* Extract *
BEGIN

Coverage Measurement and Profiling

“It is easier to optimize correct code, than correct optimized code.”—Yves Deville
Using gprof for Profiling

Like gcov, gprof requires that your programs be compiled with particular options so GCC can instrument your code properly. To use gprof, you must use the -pg option. By default, this profiles each function executed. To profile line by line, also use the standard -g debugging option to insert debugging symbols that gprof can use to create line-by-line reports.

When your program is run, information about function calls and time spent is kept in memory. At program exit, this information is written to a file called gmon.out. gprof uses this file to create profiling reports. Unlike coverage monitoring, which saves data in separate files for each source file, one data file is created for the entire program. Instead of saving data in the same directory as the source file, gmon.out is written to the correct working directory at the time the program exits. So beware of chdir() calls.

By default, the profiling data counts the number of times each function is called, along with the function from which it was called. Runtime data is collected by a sampling process, where the program is examined every sample period, and the function currently executing is recorded. gprof interprets this sampling to report how much time was spent on each area of the code.

Because this is a statistical sampling, it is subject to statistical error. See the gprof manual for a detailed discussion of the error calculation. In short, the times reported by gprof may not be exact. Furthermore, if a function is executed for a relatively small amount of time, it may be missed during the sampling and show 0.0 execution time. This is not a problem for performance profiling. The information that a particular function or block of code did not run for enough time to be sampled tells you that you probably don't want to spend much time optimizing it.

Statistical errors are a problem, however, if you also want to use gprof to show statement or branch coverage in addition to performance data. For exact counts of how many times each line of code has been executed, enable basic block counting by using the -a option at compile time. This adds instrumentation to the code to count the execution of each block of code. It also allows gprof to show exactly how many times each line of code was executed, even if zero time is shown by way of sampling.

It is possible to combine multiple gmon.out files in order to build up measurements over many runs of a program. This is done with the gprof -s command, which takes any number of gmon.out files and creates a new gmon.sum with the combined data. It is possible to add profiling data incrementally by specifying gmon.sum as an input file.

END

* Collected material *

BEGIN

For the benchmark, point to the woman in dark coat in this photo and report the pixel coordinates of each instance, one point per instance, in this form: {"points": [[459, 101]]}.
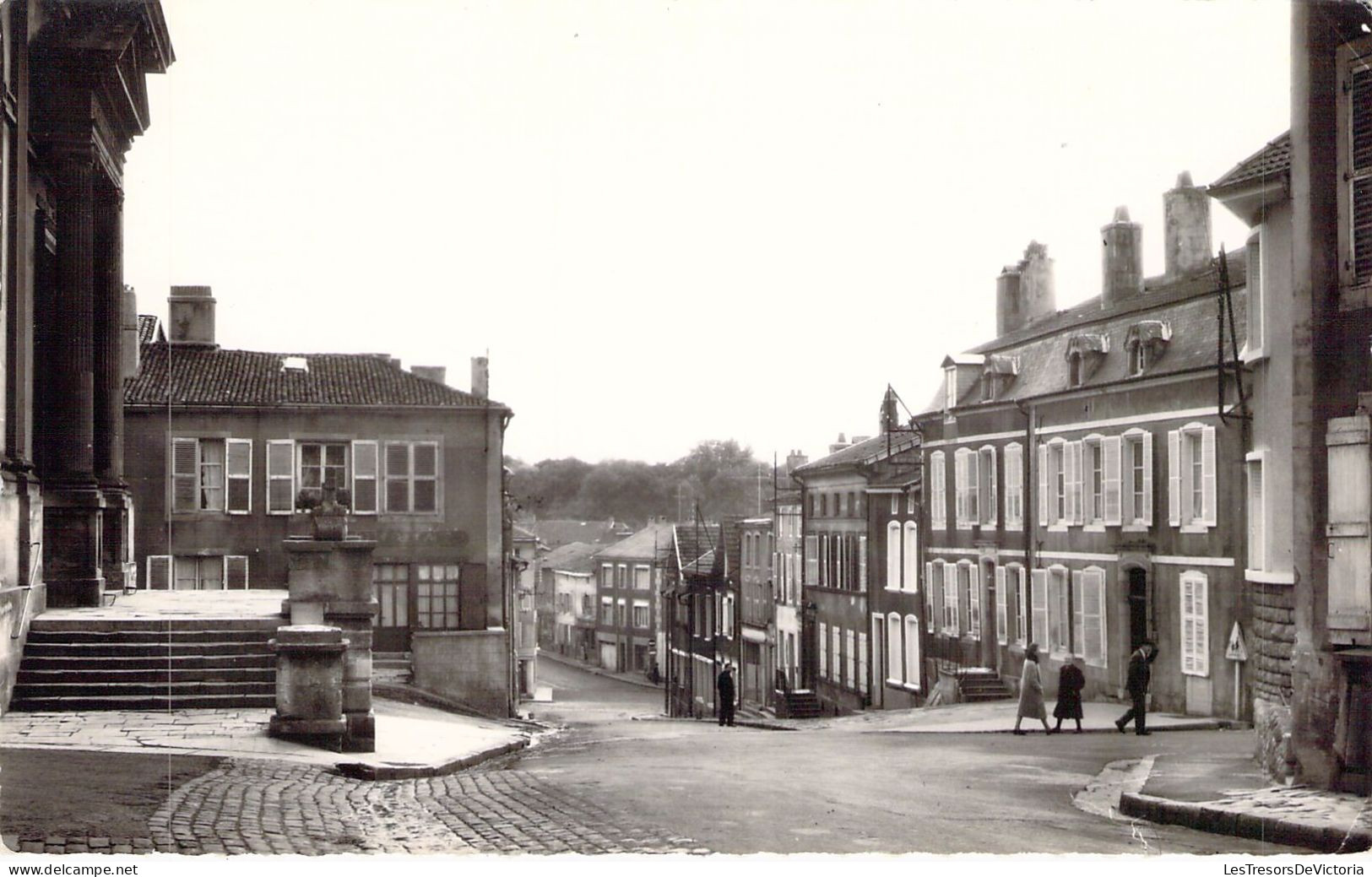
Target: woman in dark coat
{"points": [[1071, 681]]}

END

Can you retype the gprof text word for word, starting with "Because this is" and going on through "time optimizing it."?

* Exercise solution *
Because this is a statistical sampling, it is subject to statistical error. See the gprof manual for a detailed discussion of the error calculation. In short, the times reported by gprof may not be exact. Furthermore, if a function is executed for a relatively small amount of time, it may be missed during the sampling and show 0.0 execution time. This is not a problem for performance profiling. The information that a particular function or block of code did not run for enough time to be sampled tells you that you probably don't want to spend much time optimizing it.